EXERCISE
Pull out every line in the records below that contains the word "roof", and copy each one unchanged.

DATA SHOWN
============

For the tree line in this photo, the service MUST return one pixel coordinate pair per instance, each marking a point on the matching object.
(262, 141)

============

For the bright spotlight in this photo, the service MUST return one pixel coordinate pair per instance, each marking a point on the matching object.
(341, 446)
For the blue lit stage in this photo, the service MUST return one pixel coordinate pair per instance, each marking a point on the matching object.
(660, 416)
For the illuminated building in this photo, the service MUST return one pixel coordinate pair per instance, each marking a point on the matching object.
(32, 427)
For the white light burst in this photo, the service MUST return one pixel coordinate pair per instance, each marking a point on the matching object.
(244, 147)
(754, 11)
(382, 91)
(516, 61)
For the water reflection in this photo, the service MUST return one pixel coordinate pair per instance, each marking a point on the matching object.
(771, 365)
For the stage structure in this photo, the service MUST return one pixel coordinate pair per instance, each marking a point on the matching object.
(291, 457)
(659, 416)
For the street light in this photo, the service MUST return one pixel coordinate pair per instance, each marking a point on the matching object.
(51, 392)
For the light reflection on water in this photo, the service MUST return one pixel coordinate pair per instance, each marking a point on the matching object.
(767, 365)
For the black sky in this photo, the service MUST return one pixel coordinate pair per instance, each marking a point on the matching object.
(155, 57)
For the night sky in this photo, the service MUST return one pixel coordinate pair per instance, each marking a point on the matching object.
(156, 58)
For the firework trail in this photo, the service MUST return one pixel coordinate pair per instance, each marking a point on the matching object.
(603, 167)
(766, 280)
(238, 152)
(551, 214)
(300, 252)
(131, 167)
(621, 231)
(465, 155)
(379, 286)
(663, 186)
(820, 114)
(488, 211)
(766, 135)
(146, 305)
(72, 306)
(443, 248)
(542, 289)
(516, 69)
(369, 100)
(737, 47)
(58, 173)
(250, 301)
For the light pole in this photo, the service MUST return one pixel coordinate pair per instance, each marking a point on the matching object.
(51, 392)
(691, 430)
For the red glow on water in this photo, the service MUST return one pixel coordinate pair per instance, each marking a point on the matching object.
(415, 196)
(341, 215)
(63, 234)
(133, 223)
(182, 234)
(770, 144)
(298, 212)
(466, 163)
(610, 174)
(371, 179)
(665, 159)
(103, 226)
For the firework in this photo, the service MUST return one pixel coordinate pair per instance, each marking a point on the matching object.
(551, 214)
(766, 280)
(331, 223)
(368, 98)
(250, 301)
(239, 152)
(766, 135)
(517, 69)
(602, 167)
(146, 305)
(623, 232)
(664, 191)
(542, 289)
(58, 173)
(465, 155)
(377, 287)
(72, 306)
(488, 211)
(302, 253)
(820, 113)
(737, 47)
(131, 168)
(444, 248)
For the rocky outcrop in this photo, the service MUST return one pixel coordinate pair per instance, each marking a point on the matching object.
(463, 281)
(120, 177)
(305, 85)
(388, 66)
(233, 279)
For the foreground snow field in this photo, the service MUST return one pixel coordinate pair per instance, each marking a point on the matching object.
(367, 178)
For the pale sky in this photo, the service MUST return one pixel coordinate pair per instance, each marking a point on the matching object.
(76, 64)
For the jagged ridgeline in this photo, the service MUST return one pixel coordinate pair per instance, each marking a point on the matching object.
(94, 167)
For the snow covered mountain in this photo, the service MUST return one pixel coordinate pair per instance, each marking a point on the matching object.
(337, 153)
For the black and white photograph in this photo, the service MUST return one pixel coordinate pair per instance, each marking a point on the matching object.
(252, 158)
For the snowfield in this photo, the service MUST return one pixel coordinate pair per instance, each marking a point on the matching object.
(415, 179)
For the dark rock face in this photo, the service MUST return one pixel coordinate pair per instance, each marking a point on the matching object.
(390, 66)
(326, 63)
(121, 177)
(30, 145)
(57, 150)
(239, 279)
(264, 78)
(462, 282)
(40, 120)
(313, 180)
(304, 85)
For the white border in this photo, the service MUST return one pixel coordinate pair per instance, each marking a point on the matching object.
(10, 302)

============

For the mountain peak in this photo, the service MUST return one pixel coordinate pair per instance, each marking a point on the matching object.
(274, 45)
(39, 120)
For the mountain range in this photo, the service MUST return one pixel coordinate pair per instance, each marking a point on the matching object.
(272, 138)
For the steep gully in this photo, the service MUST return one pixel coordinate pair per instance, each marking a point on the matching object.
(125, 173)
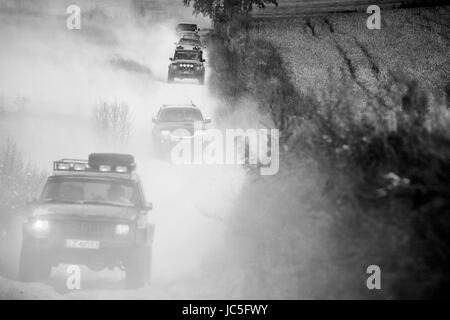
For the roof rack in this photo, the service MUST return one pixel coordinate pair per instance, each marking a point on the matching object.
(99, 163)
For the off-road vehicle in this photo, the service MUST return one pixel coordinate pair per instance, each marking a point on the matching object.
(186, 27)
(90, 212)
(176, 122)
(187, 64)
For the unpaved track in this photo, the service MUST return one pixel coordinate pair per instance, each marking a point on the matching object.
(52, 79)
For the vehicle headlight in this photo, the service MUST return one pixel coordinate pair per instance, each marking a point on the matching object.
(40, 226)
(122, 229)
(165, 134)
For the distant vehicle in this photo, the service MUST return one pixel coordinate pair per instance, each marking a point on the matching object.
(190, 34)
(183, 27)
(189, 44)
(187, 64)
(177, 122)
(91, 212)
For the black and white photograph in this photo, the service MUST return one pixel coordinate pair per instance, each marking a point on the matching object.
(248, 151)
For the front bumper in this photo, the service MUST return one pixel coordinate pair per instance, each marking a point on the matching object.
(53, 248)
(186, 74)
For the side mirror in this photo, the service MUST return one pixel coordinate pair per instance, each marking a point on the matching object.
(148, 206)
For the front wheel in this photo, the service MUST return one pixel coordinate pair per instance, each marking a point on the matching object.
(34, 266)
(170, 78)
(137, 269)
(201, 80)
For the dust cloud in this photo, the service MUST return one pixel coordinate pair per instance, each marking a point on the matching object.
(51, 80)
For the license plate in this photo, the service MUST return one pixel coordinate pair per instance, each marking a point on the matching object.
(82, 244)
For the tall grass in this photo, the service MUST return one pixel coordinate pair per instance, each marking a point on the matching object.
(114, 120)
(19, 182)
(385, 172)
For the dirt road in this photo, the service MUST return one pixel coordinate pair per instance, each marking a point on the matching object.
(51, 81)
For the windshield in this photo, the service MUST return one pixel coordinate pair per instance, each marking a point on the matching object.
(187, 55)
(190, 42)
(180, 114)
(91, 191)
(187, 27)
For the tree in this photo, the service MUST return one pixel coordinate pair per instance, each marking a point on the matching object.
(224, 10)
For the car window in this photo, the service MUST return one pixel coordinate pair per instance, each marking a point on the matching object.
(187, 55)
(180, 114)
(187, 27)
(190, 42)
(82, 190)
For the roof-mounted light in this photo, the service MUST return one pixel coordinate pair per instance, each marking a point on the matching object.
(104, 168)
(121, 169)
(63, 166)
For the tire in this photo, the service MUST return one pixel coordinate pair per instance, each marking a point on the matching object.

============

THE COMPLETED TASK
For the roof rack in this photo, the service MUST return one pixel coordinate pair per instance, each marking a point on the matching object.
For the roof-mounted light in this photo, the service MUST return one pixel coordinate pair per instance, each marking a point on the matching object.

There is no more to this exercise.